Provided records:
************

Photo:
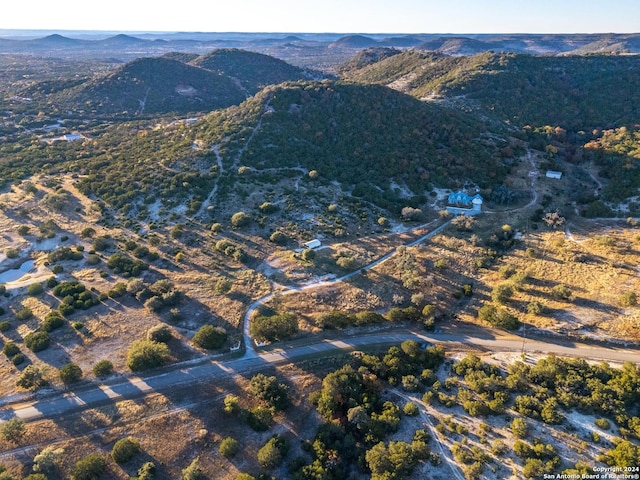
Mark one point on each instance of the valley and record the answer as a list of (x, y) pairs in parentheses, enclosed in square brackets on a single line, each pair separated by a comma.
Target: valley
[(155, 220)]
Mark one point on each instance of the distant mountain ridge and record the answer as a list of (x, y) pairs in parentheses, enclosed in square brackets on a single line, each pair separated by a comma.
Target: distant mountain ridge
[(253, 70), (574, 92), (85, 46), (173, 83)]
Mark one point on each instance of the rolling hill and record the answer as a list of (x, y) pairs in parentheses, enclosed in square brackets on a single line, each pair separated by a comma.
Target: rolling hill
[(152, 86), (252, 70), (573, 92)]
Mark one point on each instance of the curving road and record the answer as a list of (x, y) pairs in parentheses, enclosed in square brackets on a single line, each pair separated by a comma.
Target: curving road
[(185, 376), (246, 330)]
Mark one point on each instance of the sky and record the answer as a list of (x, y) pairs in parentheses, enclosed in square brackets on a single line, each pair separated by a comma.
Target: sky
[(334, 16)]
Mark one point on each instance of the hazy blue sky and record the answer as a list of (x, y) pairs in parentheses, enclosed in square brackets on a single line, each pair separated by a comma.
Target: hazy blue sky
[(367, 16)]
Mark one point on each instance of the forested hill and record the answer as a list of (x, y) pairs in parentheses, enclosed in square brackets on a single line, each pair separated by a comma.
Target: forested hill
[(361, 134), (152, 86), (573, 92), (253, 70), (369, 138)]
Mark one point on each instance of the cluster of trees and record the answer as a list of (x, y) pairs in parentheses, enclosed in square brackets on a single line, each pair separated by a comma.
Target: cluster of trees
[(232, 250), (357, 418), (124, 265), (74, 295), (275, 327)]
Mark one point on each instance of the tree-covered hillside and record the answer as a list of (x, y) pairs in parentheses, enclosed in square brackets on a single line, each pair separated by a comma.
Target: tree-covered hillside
[(152, 86), (371, 139), (573, 92), (360, 134), (253, 70)]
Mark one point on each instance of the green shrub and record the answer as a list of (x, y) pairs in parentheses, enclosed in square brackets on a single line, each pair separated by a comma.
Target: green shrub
[(70, 373), (30, 378), (159, 333), (90, 467), (278, 238), (628, 299), (240, 219), (502, 293), (536, 308), (411, 409), (209, 337), (13, 430), (10, 349), (18, 359), (228, 447), (147, 471), (275, 327), (37, 341), (35, 289), (102, 368), (24, 314), (498, 317), (52, 321), (273, 452), (561, 292), (124, 450), (143, 355), (93, 259)]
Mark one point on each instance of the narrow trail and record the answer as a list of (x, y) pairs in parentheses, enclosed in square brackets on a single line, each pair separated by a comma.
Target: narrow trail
[(236, 163), (443, 450), (288, 290), (207, 202)]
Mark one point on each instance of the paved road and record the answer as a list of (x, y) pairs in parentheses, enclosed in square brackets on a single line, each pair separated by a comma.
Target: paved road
[(249, 344), (135, 387)]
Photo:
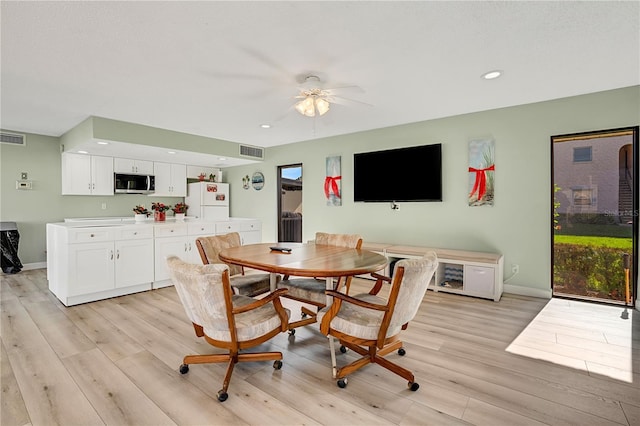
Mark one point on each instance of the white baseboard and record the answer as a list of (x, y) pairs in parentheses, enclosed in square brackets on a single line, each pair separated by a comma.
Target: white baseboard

************

What the task requires: Rewrite the stretch of lines from the one containing "Mark one point on each instance of the cluster" through the one containing "355), (93, 259)]", requests included. Multiply every x and y coordinate in the answers by 0.85 and round each result to a whole number, with halves rounded up.

The output:
Mark one point on each instance of the cluster of trees and record the answer as a list of (x, y) pairs in parentheses, enclosed in square brackets on a single line, each pair separated by a comma.
Target: cluster of trees
[(197, 213), (303, 355), (105, 225), (63, 251), (234, 278)]
Mark one point on each instance of the tree-covered hillside and record the answer as a list of (x, y) pairs in parentheses, enclosed in square brackets on a single line, each pair separated by a comma.
Target: tree-covered hillside
[(129, 73), (315, 118), (487, 78), (306, 114), (215, 60)]
Mark one point on each instance of the green shrub and record the answer as a list of (x, y) pairs in parentheses, enclosed in square brackets on a single line, each pair separated by a comma.
Target: green shrub
[(60, 317), (26, 321), (135, 283), (77, 397), (236, 202), (534, 254), (204, 186), (427, 249), (456, 262), (349, 348), (178, 286), (11, 366), (9, 297), (15, 305), (194, 380), (125, 400), (234, 278), (31, 290), (30, 246), (87, 313), (20, 267), (423, 269), (44, 273), (232, 384), (477, 248), (105, 383), (122, 302), (79, 220)]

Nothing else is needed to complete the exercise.